▶ [WHAT YOU SHOULD DO]: The records that follow must be reproduced in full, exactly as written.

▶ [DATA EXCERPTS]:
————
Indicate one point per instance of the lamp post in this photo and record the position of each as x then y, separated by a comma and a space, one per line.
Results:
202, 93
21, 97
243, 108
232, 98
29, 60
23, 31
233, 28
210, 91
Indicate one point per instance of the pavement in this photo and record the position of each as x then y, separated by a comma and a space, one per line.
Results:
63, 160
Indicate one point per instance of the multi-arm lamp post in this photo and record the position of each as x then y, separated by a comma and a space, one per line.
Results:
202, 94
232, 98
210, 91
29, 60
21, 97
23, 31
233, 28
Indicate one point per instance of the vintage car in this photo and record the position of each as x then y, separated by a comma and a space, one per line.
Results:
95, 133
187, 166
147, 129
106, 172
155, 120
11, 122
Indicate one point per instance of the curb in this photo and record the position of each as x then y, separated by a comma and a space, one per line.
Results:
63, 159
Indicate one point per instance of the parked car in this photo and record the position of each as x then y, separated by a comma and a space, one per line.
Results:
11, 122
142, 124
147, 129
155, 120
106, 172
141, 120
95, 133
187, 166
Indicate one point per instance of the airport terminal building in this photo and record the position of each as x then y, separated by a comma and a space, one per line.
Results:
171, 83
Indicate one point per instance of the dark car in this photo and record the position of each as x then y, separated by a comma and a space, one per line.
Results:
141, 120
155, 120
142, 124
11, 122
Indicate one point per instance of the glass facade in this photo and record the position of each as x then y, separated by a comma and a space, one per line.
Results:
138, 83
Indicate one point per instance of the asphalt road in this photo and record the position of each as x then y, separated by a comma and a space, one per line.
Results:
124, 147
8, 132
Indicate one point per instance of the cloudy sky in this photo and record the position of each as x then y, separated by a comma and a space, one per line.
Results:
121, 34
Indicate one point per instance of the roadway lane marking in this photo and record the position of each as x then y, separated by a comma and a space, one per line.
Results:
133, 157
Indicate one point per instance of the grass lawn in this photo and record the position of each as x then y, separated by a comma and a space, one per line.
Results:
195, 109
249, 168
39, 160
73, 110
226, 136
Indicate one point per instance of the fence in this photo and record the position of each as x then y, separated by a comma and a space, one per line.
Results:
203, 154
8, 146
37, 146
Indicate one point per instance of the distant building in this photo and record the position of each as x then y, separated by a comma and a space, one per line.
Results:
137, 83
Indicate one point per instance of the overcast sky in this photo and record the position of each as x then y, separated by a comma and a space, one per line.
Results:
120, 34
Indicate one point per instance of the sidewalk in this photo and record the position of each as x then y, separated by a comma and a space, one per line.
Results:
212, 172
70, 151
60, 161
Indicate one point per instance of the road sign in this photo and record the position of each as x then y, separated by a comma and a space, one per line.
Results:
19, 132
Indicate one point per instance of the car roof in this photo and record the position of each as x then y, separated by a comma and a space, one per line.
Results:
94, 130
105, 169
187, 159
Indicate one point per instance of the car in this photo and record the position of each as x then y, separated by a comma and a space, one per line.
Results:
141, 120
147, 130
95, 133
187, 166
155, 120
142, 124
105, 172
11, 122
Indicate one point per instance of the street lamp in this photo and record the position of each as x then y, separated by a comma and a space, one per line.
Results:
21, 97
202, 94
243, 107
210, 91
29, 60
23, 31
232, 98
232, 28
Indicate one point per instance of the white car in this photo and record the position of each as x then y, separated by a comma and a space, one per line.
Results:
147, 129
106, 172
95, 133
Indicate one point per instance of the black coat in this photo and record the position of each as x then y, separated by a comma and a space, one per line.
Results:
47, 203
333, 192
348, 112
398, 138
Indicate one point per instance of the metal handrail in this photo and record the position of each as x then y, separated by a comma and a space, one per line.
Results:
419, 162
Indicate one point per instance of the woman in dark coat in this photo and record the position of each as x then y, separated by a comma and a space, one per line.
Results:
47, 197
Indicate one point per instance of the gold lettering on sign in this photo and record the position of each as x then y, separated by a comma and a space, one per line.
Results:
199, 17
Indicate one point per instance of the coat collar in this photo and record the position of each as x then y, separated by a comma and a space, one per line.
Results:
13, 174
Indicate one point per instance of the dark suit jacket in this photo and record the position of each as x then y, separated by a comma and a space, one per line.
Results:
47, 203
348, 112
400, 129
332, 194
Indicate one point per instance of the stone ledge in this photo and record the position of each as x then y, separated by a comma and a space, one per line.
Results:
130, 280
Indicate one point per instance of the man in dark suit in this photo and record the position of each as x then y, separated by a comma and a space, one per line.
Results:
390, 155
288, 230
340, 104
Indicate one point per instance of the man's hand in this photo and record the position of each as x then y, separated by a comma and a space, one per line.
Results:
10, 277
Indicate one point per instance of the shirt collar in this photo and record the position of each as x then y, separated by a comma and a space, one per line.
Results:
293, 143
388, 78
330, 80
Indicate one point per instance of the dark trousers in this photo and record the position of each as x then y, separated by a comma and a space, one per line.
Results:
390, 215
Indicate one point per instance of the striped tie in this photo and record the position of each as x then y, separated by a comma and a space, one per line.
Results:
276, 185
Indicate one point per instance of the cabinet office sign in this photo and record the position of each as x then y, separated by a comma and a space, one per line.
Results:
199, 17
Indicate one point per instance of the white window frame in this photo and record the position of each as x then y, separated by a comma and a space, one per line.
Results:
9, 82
————
▶ [RESULT]:
Indicate one point per instance of the lamp post in this photo and record the position of each as x then y, separated by a comma and a space, one per line.
Results:
202, 93
21, 97
243, 108
232, 98
29, 60
23, 31
233, 28
210, 91
Indicate one point per instance of the pavement in this photo and record the position of each as x then y, separated by a comma and a space, one per line.
Results:
63, 160
Indicate one point per instance of the multi-arm lamp post in this photo and record the position of each as x then y, separated by a comma and a space, one per line.
Results:
202, 94
232, 98
210, 91
29, 60
21, 97
23, 31
233, 28
Indicate one point per instance of the vintage car in this photo and record the position of each as x then y, separated by a comma and a space, one per line.
Results:
95, 133
187, 166
147, 129
106, 172
155, 120
11, 122
Indicate one point per instance of the curb in this photo and record the position of each as x then y, separated by a comma and a space, one per line.
Results:
63, 159
Indicate one point per instance of the parked car in this photo and record the position of each as x then y, separated by a comma and a space, one per line.
Results:
11, 122
142, 124
147, 129
155, 120
106, 172
141, 120
95, 133
187, 166
Indicate one point per instance of the airport terminal building in this photo and record the position of each as x then y, separated by a comma and a space, one per line.
Results:
171, 83
Indicate one point per instance of the dark car in this photo and record the position of each as x then y, separated by a comma and a space, one per line.
Results:
141, 120
155, 120
142, 124
11, 122
Indicate one point per instance of the glass facade in this photo and record the position of each as x then y, separated by a comma and a space, one per line.
Results:
138, 83
Indicate one point per instance of the asphalt road in this photo and record the position of each as x then y, separated by a comma and a space, one per line.
Results:
124, 147
8, 132
Indicate one point per instance of the cloudy sky in this photo and record the position of each as x then y, separated by a comma and a space, one per line.
Results:
121, 34
Indicate one point per instance of the roadway lane marking in this photo and record the position of each as x then y, separated by a comma and a space, one per line.
Results:
133, 157
Indicate one point per instance of the grass lawn in this photo and record the position of each as x then y, separated by a comma and a space, one per line.
Results:
195, 109
249, 168
39, 160
73, 110
226, 136
Indicate one point per instance of the fence in this photo and record the position of each as x then y, separated by a comma and a space, one per line.
Results:
203, 154
8, 146
37, 146
Indicate one point per instance of the distant building in this photo and record the position of each as x then y, separated by a comma and a space, one per line.
Results:
137, 83
Indicate one point per instance of the overcast sky in this photo and record the position of each as x then y, separated by a comma and a space, one per line.
Results:
120, 34
Indicate one point per instance of the sidewalk in this photo and record the position of each as x then y, separated by a comma and a space, one per line.
Results:
212, 172
70, 151
60, 161
Indicate one point per instance of the road sign in this photo and record the position of each as x then y, separated by a comma and a space, one per line.
Results:
19, 132
Indicate one point per instance of the car roof in this photo and record the position of each as x then y, separated by a comma and a space, one per line.
Results:
94, 130
105, 169
187, 159
Indicate one point per instance of the car in this photo and record the position of each as x then y, separated by a comma and a space, one per line.
Results:
141, 120
147, 130
95, 133
187, 166
155, 120
142, 124
105, 172
11, 122
Indicate one point per instance of the street lamp in this photo and record the position of each as x then y, separated by a comma and a space, one per line.
Results:
21, 97
202, 94
243, 107
210, 91
29, 60
23, 31
232, 98
232, 28
Indicate one point per instance of the white car in this photo and record the position of each as x then y, separated by a comma and a space, one per line.
Results:
147, 129
106, 172
95, 133
Indicate one point per instance of the black coat in this photo and record the position of each as x then y, separated by a comma and a space, one per line.
Results:
47, 203
333, 192
348, 112
398, 138
Indicate one point per instance of the metal handrail in this photo and record the position of each as x then y, separated by a comma and a space, one per line.
Results:
419, 162
Indicate one point per instance of the woman in dark coat in this photo and record the position of each as x then y, separated by a comma and a space, one per line.
Results:
47, 197
Indicate one point per instance of the gold lettering on sign in this photo and record the position of each as x then y, separated by a comma and a space, one per line.
Results:
199, 17
Indicate one point per instance of the coat collar in this photo and record the position of each as x then y, separated by a comma and a space, one per line.
Results:
13, 174
Indicate one point per instance of the dark suit jacket in this photo and record the position of each as x then y, separated by a comma and a space, one per line.
Results:
47, 203
348, 112
400, 129
332, 194
Indicate one point per instance of the stone ledge in this photo and record the position of each as x then y, separated by a comma and a space, one per line.
Results:
130, 280
Indicate one point per instance of the man in dark suit in this photo and record the position of each as x then y, separated by a comma and a space, one per line.
Results:
390, 155
288, 230
340, 104
Indicate one point per instance of the man's hand in this photo and record the position of each as x then y, separated by a comma and a space, one per line.
Results:
10, 277
Indicate one point per instance of the shirt collar in this photo and record the position of each as x then y, separated by a comma and a space, one per line.
Results:
293, 143
388, 78
330, 80
Indicate one point per instance of the dark trousers in this photo and record the position of each as x then y, separated by a comma and a space, one per line.
Results:
390, 215
Indicate one point per instance of the striped tie in this photo and record the position of each as x then y, separated by a comma and a space, one per line.
Results:
276, 185
Indicate one point per instance of the cabinet office sign in this photo and record the position of each as x then y, separated by a comma and a space, one per line.
Results:
199, 17
Indicate one point per instance of the white window frame in this photo and record the position of each as x then y, separated by a comma and a space, one per line.
Results:
9, 82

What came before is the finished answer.